=== YOUR TASK ===
Rescale the listing, starting at the line that contains "the brick paving" and stopping after its last line. Repeat every line, requests included, with each point coordinate multiplied by 2.35 and rounded to a whole number (halves up), and leave the pictures out.

=== EXTRACTED MATERIAL ===
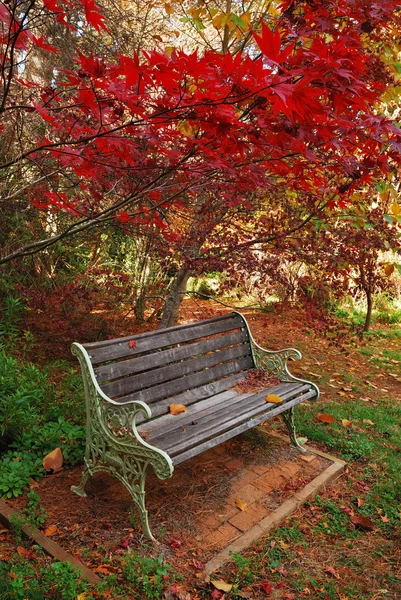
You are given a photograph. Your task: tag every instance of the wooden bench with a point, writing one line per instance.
(131, 382)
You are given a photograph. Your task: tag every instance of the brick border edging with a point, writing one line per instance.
(48, 545)
(282, 512)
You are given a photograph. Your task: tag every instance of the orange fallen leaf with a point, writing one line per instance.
(363, 522)
(325, 418)
(104, 569)
(175, 409)
(273, 398)
(241, 504)
(53, 461)
(51, 530)
(221, 585)
(332, 571)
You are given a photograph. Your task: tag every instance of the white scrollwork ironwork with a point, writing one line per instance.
(113, 443)
(275, 362)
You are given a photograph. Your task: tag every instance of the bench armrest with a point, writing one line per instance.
(275, 362)
(115, 421)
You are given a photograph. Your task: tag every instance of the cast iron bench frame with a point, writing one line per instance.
(196, 364)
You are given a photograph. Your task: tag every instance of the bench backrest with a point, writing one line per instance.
(181, 364)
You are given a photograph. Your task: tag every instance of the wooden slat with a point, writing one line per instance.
(147, 379)
(161, 339)
(6, 517)
(225, 417)
(104, 343)
(151, 395)
(227, 435)
(191, 396)
(165, 357)
(200, 410)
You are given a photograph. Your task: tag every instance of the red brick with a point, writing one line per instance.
(244, 477)
(227, 511)
(271, 480)
(259, 469)
(249, 494)
(212, 521)
(289, 468)
(246, 520)
(223, 536)
(234, 465)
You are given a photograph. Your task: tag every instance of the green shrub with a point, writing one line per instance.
(31, 425)
(20, 581)
(149, 575)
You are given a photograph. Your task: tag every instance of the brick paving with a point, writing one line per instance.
(258, 490)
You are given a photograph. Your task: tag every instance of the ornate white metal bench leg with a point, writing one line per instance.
(288, 418)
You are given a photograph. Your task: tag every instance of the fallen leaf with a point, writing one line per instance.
(241, 504)
(332, 571)
(363, 522)
(266, 587)
(51, 530)
(325, 418)
(272, 398)
(307, 457)
(104, 569)
(53, 461)
(221, 585)
(175, 409)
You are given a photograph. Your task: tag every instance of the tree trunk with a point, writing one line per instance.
(174, 299)
(367, 288)
(368, 317)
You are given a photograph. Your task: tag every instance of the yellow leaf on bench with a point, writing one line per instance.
(273, 398)
(175, 409)
(53, 461)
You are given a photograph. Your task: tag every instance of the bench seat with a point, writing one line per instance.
(219, 418)
(131, 382)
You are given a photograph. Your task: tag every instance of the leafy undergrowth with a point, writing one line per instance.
(343, 545)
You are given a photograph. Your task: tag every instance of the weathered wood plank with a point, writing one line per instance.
(227, 435)
(189, 397)
(224, 402)
(194, 380)
(127, 338)
(6, 515)
(168, 373)
(161, 338)
(224, 418)
(165, 357)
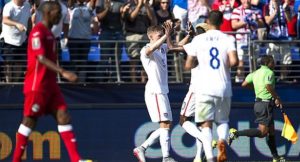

=== FINAL ANSWER ===
You are given a photograph. Your task: tag every instance of the brick paving with a point, writing one line per instance.
(606, 1152)
You are given a photograph. Your task: tag every instance of the ornate white metal bench leg with a point, writing one line per instance.
(677, 982)
You are given a photograph. Your task: tag every instance of the fallen leaf with a point, writing one line per instance.
(566, 1184)
(780, 1342)
(853, 1227)
(625, 1379)
(120, 1246)
(764, 982)
(639, 935)
(721, 1074)
(244, 1337)
(125, 1083)
(519, 1375)
(411, 961)
You are given a photograph. Your task: tag every instance of the tree trunk with a point, writing one line per instance.
(409, 703)
(862, 677)
(865, 745)
You are given a photograph. Your task: tag every instance of the yellow leaf on bench with a point, writing one line per instance.
(642, 935)
(411, 961)
(125, 1083)
You are given a photograph. Your task: tag every instance of the bench seat with a point, writing one line per instance.
(515, 982)
(308, 898)
You are given a photograph. Your task: tag every instance of the leafy undergrowth with a point, writing one line per instance.
(806, 1281)
You are given a photograph. Your task: tag every instance of the weathered wood plank with a point, writing one line per instance.
(533, 1022)
(444, 933)
(526, 945)
(456, 893)
(298, 794)
(14, 1210)
(395, 877)
(378, 794)
(526, 982)
(388, 839)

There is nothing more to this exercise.